▸ **TASK REQUIREMENTS**: Transcribe all the data, leaving each word as it is.

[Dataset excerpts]
__________________________________________________

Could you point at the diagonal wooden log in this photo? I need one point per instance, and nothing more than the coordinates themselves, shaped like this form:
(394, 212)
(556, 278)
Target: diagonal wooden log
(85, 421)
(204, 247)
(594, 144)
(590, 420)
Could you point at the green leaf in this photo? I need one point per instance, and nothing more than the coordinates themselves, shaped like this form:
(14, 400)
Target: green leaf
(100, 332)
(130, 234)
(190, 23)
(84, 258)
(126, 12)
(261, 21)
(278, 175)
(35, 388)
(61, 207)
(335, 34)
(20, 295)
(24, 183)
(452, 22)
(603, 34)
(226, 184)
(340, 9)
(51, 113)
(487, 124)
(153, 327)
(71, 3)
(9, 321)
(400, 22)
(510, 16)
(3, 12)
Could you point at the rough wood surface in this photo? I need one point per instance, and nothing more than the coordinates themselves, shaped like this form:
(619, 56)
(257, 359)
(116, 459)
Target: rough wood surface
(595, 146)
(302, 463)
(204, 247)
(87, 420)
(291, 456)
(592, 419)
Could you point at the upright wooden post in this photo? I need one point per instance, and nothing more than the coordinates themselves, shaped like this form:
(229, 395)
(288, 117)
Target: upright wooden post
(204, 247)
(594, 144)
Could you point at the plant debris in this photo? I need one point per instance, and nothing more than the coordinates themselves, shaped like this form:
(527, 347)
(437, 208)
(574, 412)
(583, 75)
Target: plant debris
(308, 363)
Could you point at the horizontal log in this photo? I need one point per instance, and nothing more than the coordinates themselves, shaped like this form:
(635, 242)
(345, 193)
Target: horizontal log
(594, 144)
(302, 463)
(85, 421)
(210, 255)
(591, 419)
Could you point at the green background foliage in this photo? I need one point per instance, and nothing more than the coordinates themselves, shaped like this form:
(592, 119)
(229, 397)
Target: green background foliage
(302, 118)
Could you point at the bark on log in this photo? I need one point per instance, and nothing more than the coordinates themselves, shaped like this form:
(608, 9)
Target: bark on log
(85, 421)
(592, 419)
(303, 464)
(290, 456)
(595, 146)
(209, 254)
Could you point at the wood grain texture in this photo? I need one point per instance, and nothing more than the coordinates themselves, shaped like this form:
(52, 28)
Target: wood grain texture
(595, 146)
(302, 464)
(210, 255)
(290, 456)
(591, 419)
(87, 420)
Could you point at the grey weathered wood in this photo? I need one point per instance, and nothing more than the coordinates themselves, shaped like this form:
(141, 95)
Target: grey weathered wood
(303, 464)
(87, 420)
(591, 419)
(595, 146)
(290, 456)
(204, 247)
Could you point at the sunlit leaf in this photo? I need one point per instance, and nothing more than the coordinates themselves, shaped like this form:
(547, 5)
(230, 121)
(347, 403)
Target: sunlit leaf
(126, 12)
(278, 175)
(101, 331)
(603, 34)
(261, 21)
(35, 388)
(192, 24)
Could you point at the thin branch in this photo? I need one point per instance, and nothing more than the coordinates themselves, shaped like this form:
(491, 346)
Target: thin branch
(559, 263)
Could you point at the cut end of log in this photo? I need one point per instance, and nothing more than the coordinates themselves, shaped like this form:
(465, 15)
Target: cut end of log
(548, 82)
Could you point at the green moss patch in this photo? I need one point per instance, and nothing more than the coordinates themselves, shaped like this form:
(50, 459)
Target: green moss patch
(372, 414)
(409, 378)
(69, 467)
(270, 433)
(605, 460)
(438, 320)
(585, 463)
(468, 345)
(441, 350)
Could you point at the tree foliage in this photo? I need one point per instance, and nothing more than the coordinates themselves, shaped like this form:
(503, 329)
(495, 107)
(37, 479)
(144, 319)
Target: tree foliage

__________________________________________________

▸ **WRITTEN SOLUTION**:
Could you point at the diagonal wooden log in this photo? I need one point per instance, and nothing more than the coordinates themselves, shaped like this form:
(394, 212)
(556, 278)
Target: diagonal wooden log
(85, 421)
(204, 247)
(594, 144)
(590, 420)
Could you point at the green leaf in this photo? I need one point per instance, and nothing more than the coordinates themselves, shaped like this form:
(14, 400)
Target: green leaf
(100, 332)
(130, 234)
(190, 23)
(84, 258)
(126, 12)
(261, 21)
(278, 175)
(35, 388)
(61, 207)
(335, 34)
(20, 295)
(24, 183)
(452, 22)
(603, 34)
(226, 184)
(340, 9)
(51, 113)
(487, 124)
(153, 327)
(71, 3)
(9, 321)
(400, 22)
(510, 16)
(3, 12)
Could you point at the rough wood surface in this photo? I need one point per instance, and nothing more than the coordinates themselves, shaped like this form:
(619, 56)
(257, 359)
(116, 459)
Target: rough wood surface
(595, 146)
(302, 463)
(204, 247)
(87, 420)
(291, 456)
(592, 419)
Could you point at the upright wooden post in this photo? I need one point per instance, and nothing more than the coordinates themselves, shaped like this form:
(229, 395)
(288, 117)
Target: upright wooden post
(204, 247)
(594, 144)
Could you point at the plant debris in this photo? I need one point per instance, and nothing more than the coordinates themselves, shaped like this form:
(527, 347)
(437, 208)
(574, 412)
(583, 75)
Target: plant debris
(308, 363)
Could you point at the horizontal log in this photo? I need one point per instance, and nothing more than the coordinates themselves, shaped like this form:
(635, 242)
(345, 193)
Target: horizontal log
(594, 144)
(302, 463)
(85, 421)
(210, 255)
(591, 419)
Could you point at the green background foliage in this photo? I need one point per instance, and nothing more than the coordinates themselves, shaped like this form:
(592, 119)
(229, 397)
Target: green background foliage
(302, 118)
Could you point at the bark on log in this photo? I need one point per instance, and nothing more than the coordinates themselves, shaped like this form:
(608, 9)
Target: bark on log
(85, 421)
(592, 419)
(303, 464)
(290, 456)
(595, 146)
(209, 254)
Could you point at the wood grain texture in this photo? I need one point per instance, and nothing more than the coordinates themselves, shaped like this form:
(52, 28)
Target: wood grain texture
(595, 146)
(302, 464)
(210, 255)
(290, 456)
(591, 419)
(87, 420)
Could you point at the grey weathered wood in this photo? I need one point per instance, and nothing more than the coordinates themselves, shaped like this form:
(141, 95)
Target: grey weathered wood
(303, 464)
(87, 420)
(591, 419)
(595, 146)
(290, 456)
(204, 247)
Could you point at the sunlit leaf in this photo? I need one point per instance, and nothing more than the coordinates themselves, shaped like this form:
(547, 5)
(230, 121)
(347, 403)
Target: sunlit leaf
(126, 12)
(278, 175)
(101, 331)
(603, 34)
(261, 21)
(35, 388)
(192, 24)
Could you point at the thin branch in this photo? I need one point per instance, and nothing more than the coordinates themselves, shaped like this form:
(491, 346)
Target: thin branch
(559, 263)
Could you point at the cut end of log in this photo? I need one point per instance, and nothing more than the coordinates themselves, shaped like this form:
(465, 15)
Target: cut end of log
(548, 82)
Could you point at the green moss patch in this photo? I need one point per instance, and nothing more than the coordinates themselves, shaped like this form:
(50, 459)
Target: green moss patch
(372, 414)
(409, 378)
(69, 467)
(270, 433)
(605, 460)
(438, 320)
(585, 463)
(468, 345)
(441, 350)
Could you point at the tree foliage in this photo? I need one point per instance, and nothing more than the coordinates themselves, shaped like this form:
(503, 329)
(495, 107)
(37, 479)
(144, 319)
Target: tree foliage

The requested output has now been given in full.